▸ **PARTS OF THE EXERCISE**
[A] In the text on productivity and age, what trend in production with age is observed for Low class researchers?
[B] Please quote the text on productivity and age word for word, everything from "What is the" down to "left charts in Figure 7).".
[C] Extend the text on productivity and age past its last sentence.

▸ **EXTRACTED TEXT**
────────────────
What is the age-related pattern of productivity and citation rate for scientists in the different Scientific Classes?

The graphical representation of the average values of the number of publications and citations per publication variables is shown in Figure 7. Interestingly, Top-class researchers present an upward trend in the number of documents by age in all areas, although a downturn is revealed for older scientists (presenting an inverted U-shape curve). A similar trend, albeit with lower production is observed for Medium class researchers. As for Low class researchers, a decreasing trend in production with age is observed in all three areas (see left charts in Figure 7).

With regard to the average impact of documents (CPP 3-year citation window) a decreasing pattern is observed in the three scientific areas and for the three scientific classes, but the pattern is more evident for Top scientists due to the extremely high values obtained by the youngest researchers in this class (see right charts in Figure 7).

(22)

7a 7b

7b 7c

7d 7e

Figure 7. Number of Publications and CPP values by age of researchers and scientific class

(23)
────────────────
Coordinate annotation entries
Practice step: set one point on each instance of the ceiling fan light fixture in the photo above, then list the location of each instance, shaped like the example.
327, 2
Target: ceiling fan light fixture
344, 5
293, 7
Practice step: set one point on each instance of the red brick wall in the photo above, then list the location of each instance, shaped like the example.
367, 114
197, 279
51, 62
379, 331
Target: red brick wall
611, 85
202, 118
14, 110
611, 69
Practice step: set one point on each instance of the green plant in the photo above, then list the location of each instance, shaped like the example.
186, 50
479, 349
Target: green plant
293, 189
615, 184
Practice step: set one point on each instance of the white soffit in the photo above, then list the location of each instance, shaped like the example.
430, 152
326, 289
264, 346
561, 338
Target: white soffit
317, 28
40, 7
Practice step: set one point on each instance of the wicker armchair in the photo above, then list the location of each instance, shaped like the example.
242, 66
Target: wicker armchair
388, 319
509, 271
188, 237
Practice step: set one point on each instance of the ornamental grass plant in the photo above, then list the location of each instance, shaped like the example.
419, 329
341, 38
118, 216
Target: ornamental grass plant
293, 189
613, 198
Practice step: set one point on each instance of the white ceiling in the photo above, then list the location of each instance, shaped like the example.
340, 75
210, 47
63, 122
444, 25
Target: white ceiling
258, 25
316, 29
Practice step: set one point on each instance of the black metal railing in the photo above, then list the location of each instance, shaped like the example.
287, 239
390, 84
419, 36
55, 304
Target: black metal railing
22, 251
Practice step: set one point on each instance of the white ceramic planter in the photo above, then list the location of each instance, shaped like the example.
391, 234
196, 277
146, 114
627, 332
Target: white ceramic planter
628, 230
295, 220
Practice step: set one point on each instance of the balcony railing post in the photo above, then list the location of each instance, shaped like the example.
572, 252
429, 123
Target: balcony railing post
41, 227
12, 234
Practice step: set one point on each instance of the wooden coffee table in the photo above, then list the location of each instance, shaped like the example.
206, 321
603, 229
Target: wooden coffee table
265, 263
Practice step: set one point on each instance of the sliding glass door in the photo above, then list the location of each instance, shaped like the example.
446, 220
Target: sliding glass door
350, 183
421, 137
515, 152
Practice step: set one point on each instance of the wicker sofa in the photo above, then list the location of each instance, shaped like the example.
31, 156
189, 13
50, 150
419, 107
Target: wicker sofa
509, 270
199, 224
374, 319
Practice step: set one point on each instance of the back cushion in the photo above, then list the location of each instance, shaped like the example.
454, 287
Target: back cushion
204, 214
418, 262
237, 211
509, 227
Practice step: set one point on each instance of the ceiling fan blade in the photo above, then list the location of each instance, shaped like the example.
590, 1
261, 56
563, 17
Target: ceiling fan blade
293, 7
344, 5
────────────────
▸ **RESULTS**
[A] A decreasing trend in production with age is observed in all three areas.

[B]
What is the age-related pattern of productivity and citation rate for scientists in the different Scientific Classes?

The graphical representation of the average values of the number of publications and citations per publication variables is shown in Figure 7. Interestingly, Top-class researchers present an upward trend in the number of documents by age in all areas, although a downturn is revealed for older scientists (presenting an inverted U-shape curve). A similar trend, albeit with lower production is observed for Medium class researchers. As for Low class researchers, a decreasing trend in production with age is observed in all three areas (see left charts in Figure 7).

[C]
Discussion and Conclusions

The use of bibliometric indicators at the macro and meso levels is widely extended and generally accepted at present, whilst micro-level studies (teams or individuals) have always been surrounded by controversy and debate, especially due to a series of limitations identified for the indicators at this level of analysis (Costas and Bordons, 2005; Sandström and Sandström, 2009). This notwithstanding, bibliometric indicators at the micro and particularly at the individual level have a special interest for policy makers and research managers. On the one hand, they are a helpful support tool for the assessment of the research performance of scientists (evaluative purposes) and, on the other hand, they are useful for the study of the scientific behavior of researchers (descriptive purposes) since they allow us to detect different working strategies (Nederhof, 2008), identify research teams or invisible colleges (Bordons et al., 1995) and explore the determinants of research success (Licea de Arenas et al., 1999; Hornbostel et al., 2009).

Since all indicators present drawbacks, relying on a single indicator for the research assessment of scientists must be avoided (Martin and Irvine, 1983) even in the case of very new indicators, such as the h-index or g-index (Costas and Bordons, 2008;

Vinkler, 2007). The combined use of several indicators is strongly recommended (van Leeuwen et al., 2003), but, to date, there are no practical suggestions of specific methodologies dealing with the use of bibliometric indicators at the micro level. This paper's purpose is to shed some light on this matter.

The methodology developed in this study for the classification of scientists according to their bibliometric profile has three main advantages: completeness in the collection of data, multidimensionality in the analysis and simplicity of usage and interpretation.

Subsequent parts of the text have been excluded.